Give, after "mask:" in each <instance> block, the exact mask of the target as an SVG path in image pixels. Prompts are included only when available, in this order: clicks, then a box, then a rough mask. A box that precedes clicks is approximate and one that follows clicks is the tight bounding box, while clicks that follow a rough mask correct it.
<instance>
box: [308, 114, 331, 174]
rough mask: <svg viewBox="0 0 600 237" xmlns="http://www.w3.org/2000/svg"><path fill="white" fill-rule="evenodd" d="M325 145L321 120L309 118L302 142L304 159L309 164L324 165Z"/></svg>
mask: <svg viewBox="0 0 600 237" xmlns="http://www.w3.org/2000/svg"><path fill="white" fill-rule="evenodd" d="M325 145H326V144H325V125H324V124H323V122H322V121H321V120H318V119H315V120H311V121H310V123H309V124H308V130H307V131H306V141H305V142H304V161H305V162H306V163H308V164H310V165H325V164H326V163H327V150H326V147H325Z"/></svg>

◇ ◇ ◇ ◇

Only the lines holding the string "instance" are needed; copy each of them from the material above.

### Answer space
Give, after "mask:" in each <instance> block, the exact mask of the target as an SVG path in image pixels. Prompts are included only when available, in this order: clicks, then a box, then a rough mask. A box that precedes clicks is approximate and one that follows clicks is the tight bounding box, while clicks that follow a rough mask correct it.
<instance>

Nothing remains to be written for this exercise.